WHAT YOU NEED TO DO
Extract every line of the listing below that contains the word "green".

--- Begin EXTRACTED INFORMATION ---

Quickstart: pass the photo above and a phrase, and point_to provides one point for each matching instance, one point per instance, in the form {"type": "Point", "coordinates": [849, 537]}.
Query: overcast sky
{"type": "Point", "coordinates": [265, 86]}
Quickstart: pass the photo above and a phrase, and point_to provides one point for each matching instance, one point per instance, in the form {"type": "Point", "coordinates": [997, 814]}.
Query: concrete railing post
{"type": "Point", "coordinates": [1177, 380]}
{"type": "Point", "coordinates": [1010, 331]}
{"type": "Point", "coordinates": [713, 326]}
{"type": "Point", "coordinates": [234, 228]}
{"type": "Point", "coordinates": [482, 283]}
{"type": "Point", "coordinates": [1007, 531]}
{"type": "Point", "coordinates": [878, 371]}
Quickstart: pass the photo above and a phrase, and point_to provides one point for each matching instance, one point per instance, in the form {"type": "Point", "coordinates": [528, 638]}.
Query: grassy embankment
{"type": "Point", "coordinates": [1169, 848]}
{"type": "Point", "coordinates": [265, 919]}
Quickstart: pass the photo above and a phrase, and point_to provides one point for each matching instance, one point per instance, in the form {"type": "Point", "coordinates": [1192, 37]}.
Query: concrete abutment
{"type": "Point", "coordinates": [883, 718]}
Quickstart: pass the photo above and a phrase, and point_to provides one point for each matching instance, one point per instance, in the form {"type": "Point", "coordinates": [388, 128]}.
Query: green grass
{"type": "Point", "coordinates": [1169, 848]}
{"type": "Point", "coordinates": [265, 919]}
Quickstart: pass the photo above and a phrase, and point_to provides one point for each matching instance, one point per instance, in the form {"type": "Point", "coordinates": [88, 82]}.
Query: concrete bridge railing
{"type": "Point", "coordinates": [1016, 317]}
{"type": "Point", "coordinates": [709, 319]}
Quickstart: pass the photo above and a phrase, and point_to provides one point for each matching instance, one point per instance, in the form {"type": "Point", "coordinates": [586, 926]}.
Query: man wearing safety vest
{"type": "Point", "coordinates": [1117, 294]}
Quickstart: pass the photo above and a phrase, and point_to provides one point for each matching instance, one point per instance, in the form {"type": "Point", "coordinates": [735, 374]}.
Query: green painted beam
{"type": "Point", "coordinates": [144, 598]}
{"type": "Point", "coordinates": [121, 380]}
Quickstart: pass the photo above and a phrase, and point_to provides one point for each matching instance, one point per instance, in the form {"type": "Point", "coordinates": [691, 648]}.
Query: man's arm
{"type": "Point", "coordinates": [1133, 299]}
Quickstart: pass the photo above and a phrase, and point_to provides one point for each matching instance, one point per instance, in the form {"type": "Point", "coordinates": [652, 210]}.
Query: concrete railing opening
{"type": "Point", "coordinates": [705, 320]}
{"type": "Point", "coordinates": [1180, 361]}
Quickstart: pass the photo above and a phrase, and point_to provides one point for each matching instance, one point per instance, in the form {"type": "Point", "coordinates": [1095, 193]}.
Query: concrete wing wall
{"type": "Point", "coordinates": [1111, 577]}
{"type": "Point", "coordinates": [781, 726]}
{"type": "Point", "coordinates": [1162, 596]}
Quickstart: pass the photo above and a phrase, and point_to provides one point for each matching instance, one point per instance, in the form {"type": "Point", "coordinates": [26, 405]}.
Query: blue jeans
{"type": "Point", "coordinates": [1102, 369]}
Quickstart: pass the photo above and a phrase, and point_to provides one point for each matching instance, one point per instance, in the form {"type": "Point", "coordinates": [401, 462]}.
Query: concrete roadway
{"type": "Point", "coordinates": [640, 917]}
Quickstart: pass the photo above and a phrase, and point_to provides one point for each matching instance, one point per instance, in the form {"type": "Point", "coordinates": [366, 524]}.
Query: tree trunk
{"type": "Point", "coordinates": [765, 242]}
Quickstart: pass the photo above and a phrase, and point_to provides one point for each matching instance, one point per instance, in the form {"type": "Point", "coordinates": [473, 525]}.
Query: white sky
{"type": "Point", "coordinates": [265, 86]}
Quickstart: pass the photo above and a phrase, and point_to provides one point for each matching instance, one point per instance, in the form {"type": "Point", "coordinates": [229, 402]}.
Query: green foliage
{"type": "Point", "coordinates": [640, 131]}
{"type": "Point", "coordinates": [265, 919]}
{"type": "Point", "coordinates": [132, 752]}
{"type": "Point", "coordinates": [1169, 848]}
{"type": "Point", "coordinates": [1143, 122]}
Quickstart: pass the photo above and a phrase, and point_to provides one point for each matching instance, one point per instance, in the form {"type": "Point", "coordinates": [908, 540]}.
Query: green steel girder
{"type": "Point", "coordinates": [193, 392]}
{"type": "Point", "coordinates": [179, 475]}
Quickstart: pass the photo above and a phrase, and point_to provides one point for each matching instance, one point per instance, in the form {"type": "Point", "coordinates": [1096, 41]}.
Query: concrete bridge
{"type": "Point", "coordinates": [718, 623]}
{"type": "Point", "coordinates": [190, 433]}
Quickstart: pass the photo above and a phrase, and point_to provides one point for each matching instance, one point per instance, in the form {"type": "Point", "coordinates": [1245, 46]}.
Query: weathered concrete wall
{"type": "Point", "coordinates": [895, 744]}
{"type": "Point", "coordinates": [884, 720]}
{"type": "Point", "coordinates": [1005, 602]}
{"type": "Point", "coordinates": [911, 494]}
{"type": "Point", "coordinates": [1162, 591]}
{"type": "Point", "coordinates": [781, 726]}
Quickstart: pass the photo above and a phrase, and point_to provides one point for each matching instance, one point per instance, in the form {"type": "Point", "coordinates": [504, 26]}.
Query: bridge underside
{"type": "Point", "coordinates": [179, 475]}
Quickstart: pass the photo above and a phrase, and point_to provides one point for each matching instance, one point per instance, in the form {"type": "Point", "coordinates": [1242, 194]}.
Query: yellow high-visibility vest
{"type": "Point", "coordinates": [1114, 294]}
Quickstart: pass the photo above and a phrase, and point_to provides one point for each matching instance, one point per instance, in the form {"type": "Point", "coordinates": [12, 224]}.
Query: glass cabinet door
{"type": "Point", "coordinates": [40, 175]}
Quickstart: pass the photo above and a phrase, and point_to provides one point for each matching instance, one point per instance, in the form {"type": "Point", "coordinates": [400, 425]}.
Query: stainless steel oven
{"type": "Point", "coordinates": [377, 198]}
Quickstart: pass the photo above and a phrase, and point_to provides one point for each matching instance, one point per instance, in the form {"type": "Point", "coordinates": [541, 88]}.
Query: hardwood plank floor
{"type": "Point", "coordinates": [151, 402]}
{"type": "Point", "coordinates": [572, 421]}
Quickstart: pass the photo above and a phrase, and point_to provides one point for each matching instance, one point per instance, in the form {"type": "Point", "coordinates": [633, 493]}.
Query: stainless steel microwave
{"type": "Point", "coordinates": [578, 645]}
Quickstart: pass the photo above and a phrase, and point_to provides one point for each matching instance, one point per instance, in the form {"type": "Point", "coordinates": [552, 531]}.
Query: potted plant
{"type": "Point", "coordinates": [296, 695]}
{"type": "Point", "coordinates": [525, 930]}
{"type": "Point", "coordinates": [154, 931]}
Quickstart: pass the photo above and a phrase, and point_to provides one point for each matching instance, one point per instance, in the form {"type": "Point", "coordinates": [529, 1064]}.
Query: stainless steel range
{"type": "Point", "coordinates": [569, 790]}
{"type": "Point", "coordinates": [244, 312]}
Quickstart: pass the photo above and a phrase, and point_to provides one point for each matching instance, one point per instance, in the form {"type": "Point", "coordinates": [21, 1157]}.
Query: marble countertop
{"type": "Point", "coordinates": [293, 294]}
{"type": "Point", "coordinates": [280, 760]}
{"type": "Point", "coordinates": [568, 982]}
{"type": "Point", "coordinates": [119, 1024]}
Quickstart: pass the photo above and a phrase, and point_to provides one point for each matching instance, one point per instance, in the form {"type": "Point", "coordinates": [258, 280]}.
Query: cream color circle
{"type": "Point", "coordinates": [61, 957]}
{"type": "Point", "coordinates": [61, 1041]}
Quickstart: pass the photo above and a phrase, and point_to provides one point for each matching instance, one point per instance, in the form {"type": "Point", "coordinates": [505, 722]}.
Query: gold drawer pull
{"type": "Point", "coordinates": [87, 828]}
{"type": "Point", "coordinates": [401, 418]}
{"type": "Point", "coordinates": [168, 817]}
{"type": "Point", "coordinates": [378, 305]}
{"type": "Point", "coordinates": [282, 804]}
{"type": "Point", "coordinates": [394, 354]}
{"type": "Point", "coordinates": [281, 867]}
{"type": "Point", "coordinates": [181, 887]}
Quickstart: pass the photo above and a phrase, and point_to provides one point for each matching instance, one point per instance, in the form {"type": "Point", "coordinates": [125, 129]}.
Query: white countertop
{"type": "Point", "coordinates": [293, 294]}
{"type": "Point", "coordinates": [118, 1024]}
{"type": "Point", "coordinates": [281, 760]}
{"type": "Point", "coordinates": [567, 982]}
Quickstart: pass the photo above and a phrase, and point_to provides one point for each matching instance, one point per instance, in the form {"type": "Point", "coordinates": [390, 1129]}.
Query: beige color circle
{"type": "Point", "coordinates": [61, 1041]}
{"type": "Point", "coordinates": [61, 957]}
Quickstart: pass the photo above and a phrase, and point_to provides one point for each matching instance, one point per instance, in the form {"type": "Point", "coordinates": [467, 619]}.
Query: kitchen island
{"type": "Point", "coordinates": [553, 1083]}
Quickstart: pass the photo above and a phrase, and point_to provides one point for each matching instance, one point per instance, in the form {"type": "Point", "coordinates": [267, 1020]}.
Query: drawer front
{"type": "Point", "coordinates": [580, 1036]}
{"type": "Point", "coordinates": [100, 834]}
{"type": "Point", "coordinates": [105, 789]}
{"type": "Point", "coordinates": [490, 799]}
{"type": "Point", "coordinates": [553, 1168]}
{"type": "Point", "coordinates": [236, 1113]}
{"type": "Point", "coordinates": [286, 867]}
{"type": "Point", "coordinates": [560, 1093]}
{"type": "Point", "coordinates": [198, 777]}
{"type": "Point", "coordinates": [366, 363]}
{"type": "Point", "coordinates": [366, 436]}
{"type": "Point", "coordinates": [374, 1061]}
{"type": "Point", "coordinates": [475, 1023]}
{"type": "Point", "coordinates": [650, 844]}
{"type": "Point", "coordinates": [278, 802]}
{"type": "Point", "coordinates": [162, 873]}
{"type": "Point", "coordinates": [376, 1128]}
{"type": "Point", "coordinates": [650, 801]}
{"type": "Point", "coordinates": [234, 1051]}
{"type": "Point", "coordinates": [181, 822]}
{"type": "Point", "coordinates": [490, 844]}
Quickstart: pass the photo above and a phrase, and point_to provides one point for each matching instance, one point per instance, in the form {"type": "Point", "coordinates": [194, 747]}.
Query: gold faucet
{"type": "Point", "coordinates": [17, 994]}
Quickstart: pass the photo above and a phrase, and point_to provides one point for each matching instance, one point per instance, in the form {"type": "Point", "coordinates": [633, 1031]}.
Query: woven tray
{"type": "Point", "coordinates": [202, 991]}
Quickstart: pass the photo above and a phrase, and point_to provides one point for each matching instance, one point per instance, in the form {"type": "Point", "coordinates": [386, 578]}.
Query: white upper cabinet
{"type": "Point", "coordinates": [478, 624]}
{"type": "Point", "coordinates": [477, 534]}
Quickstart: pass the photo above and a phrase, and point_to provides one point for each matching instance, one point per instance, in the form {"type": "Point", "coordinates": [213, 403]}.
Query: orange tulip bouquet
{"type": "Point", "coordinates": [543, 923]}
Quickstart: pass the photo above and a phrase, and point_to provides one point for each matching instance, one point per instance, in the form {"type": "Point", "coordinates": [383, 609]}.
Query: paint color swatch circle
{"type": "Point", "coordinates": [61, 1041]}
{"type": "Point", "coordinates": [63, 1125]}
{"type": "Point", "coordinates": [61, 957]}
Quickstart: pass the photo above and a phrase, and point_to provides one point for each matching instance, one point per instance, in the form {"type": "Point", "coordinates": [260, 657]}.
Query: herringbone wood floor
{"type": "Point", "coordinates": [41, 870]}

--- End EXTRACTED INFORMATION ---

ANSWER TO THE TASK
Query: green grass
Query: green painted beam
Query: green foliage
Query: green steel girder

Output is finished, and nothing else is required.